## GIVEN EXERCISE
Rewrite the stretch from the line containing "Could you point to the player's" through the line containing "column 799, row 313" as a two-column CSV with the headers text and answer. Give one row per entry, put each field in double quotes, and replace line breaks with spaces.

## INFORMATION SHOWN
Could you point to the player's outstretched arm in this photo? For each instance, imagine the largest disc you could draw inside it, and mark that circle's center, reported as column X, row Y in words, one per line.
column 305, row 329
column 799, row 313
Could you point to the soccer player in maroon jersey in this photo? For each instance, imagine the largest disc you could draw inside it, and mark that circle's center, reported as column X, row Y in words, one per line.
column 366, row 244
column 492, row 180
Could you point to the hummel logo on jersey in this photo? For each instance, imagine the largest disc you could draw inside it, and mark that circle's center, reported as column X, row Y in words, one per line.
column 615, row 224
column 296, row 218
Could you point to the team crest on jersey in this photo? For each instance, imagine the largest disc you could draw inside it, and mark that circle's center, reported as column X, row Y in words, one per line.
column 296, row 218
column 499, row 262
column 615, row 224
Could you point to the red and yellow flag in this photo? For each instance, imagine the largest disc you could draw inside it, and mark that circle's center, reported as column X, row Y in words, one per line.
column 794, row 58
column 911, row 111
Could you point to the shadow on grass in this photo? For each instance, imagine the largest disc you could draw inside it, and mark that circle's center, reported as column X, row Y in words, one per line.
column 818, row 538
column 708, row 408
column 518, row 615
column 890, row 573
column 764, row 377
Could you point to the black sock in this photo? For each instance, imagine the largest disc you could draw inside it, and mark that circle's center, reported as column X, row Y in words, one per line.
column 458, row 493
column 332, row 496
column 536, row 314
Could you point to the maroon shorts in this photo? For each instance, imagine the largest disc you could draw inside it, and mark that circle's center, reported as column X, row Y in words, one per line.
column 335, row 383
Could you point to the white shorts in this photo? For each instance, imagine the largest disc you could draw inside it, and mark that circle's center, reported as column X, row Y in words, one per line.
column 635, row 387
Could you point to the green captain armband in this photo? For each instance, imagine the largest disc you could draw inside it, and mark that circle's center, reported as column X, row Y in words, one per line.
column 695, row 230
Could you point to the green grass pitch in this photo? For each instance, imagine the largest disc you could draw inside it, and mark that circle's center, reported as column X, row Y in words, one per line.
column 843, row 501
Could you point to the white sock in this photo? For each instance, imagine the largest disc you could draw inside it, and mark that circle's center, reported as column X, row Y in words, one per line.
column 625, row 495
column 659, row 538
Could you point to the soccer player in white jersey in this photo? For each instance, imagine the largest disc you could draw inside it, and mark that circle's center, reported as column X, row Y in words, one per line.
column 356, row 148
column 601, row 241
---
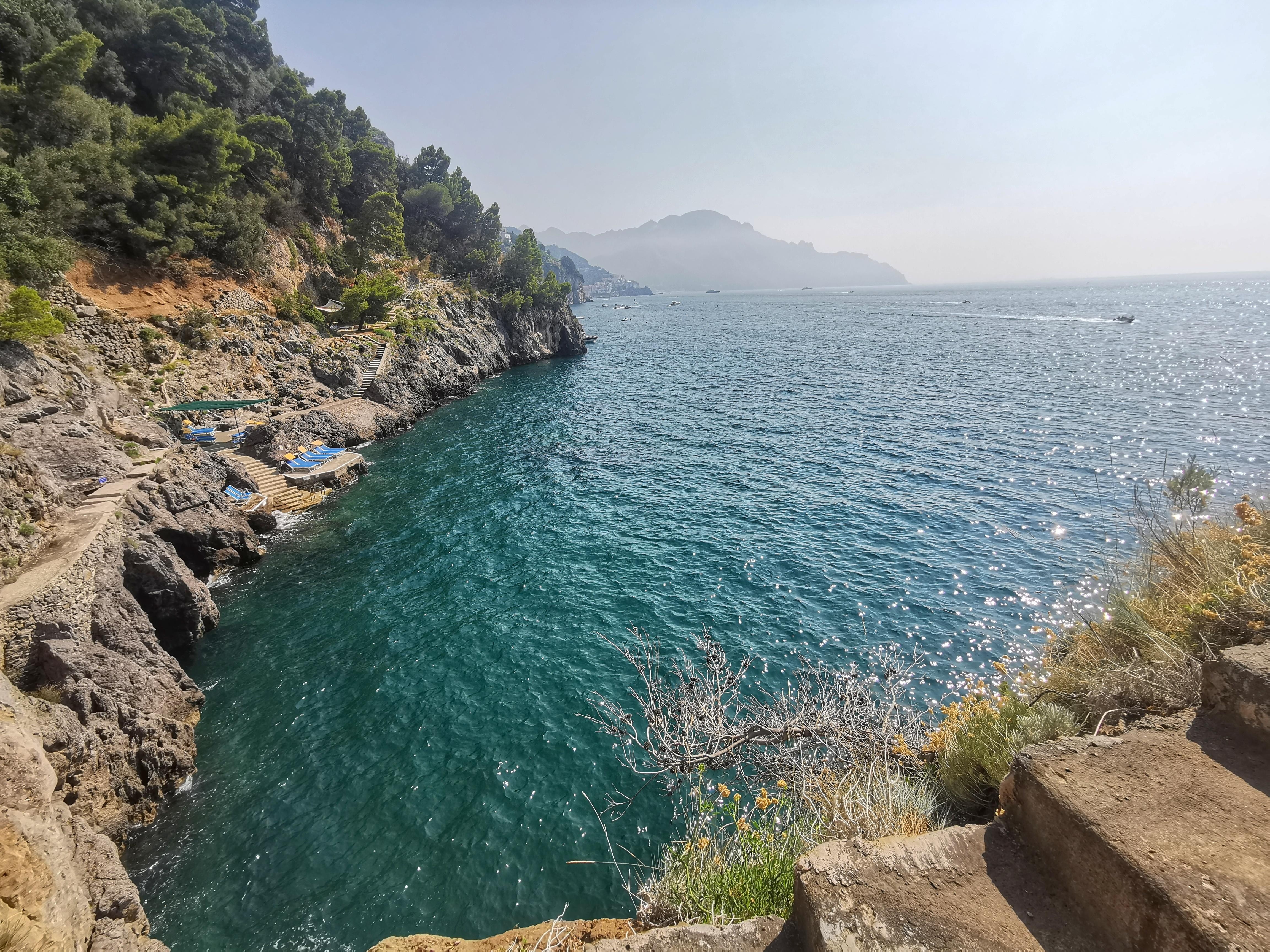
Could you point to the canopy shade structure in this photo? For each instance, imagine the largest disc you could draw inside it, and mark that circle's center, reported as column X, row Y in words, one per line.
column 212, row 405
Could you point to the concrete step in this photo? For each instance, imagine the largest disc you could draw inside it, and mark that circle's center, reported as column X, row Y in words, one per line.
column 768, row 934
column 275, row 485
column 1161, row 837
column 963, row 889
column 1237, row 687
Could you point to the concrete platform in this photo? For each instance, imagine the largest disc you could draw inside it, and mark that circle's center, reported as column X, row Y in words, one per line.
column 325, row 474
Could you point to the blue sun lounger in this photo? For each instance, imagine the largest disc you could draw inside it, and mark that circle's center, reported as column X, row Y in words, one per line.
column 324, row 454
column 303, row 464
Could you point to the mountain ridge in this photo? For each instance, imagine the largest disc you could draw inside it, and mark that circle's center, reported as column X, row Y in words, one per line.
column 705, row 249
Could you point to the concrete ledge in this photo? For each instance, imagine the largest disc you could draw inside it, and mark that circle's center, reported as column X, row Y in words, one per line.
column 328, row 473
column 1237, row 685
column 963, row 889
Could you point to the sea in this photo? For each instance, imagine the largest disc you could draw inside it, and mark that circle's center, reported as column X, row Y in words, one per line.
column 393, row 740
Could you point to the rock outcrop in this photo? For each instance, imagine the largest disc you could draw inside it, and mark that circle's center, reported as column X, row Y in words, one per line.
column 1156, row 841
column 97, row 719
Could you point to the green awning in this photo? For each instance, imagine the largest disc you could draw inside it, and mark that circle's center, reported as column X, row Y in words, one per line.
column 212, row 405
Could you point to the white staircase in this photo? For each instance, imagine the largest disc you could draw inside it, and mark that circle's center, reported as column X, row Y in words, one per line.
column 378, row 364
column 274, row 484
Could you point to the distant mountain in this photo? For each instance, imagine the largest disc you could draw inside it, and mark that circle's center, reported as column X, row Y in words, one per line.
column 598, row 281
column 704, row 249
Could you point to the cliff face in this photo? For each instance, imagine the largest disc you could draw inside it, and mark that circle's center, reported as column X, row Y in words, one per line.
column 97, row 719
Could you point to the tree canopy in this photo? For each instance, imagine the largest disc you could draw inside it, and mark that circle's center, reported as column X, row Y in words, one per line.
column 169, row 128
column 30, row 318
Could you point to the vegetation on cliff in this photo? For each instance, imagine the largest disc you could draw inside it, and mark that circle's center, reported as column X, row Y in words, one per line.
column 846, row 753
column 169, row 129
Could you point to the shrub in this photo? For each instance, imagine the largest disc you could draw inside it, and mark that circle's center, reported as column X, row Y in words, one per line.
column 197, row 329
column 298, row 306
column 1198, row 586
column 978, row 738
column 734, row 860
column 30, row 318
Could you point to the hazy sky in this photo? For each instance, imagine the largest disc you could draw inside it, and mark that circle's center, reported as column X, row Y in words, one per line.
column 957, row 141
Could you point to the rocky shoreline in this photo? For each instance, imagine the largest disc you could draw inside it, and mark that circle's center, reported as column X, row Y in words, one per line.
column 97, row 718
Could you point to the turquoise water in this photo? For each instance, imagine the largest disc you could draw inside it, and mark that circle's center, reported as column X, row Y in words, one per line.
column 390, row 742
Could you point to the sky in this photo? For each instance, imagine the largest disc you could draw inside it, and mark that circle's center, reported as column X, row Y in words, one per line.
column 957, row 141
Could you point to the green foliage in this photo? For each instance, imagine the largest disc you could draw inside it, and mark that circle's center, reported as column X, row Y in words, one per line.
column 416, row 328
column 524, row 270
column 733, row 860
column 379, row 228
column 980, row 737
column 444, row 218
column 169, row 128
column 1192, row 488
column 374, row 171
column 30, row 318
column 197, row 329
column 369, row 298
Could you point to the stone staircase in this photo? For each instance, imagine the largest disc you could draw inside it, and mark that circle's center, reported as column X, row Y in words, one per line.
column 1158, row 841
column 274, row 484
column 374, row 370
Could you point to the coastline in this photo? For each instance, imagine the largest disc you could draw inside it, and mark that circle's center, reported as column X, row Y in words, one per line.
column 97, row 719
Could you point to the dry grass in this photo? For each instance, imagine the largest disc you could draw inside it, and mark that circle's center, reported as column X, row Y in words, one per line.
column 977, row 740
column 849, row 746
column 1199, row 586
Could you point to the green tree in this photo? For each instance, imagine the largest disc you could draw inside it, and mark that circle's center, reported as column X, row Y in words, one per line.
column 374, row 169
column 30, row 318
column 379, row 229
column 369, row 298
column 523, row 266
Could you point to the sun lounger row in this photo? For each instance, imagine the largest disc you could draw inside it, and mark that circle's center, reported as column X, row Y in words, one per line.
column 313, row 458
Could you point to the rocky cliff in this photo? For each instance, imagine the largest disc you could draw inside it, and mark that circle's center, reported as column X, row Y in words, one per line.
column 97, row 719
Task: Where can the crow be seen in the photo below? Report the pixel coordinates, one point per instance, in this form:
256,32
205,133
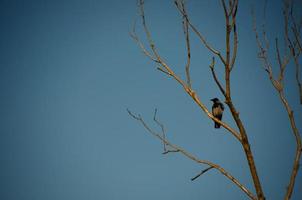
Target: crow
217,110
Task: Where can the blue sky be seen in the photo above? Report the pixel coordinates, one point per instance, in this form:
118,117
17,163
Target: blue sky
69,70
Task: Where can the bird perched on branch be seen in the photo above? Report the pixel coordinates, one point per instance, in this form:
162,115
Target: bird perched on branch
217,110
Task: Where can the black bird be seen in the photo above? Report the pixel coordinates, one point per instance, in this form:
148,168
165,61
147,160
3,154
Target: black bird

## RESULT OF THE EXERCISE
text,answer
"Could you point to the player's outstretched arm in this photo? For each instance, imagine the largest disc you could draw inside it, and mark that circle's center, reported as column X, row Y in words, one per line.","column 305, row 329 column 799, row 313"